⟨

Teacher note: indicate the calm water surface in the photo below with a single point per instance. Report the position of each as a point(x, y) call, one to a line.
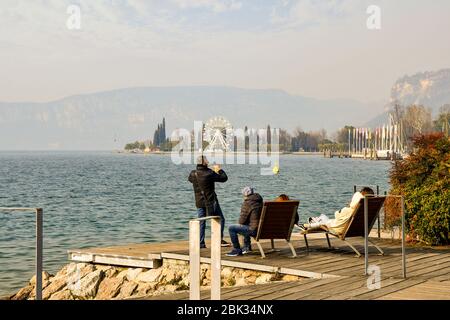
point(104, 199)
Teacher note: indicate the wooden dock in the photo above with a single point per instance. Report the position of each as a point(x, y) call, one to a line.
point(328, 273)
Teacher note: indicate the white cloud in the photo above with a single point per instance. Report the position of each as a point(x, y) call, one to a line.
point(214, 5)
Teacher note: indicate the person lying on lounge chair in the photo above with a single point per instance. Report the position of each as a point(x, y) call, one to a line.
point(341, 217)
point(248, 222)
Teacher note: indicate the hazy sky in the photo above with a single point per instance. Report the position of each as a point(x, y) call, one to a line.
point(321, 49)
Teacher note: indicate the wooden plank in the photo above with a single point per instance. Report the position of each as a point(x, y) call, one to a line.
point(294, 292)
point(361, 290)
point(385, 290)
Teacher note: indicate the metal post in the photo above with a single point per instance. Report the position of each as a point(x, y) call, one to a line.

⟩

Swap "indicate" for "mark" in the rows from the line with "Teacher note: indicate the white" up to and including the line with "point(248, 222)". Return only those lines, with nothing else changed.

• THE RESULT:
Teacher note: mark the white cloud in the photo above with a single point per instance. Report the position of each as a point(x, y) call, one to a line.
point(214, 5)
Teacher note: mark the person lying on lounge chair in the photo above with a single point per instance. Report the position of each as a point(x, y) call, one to a line.
point(341, 217)
point(248, 222)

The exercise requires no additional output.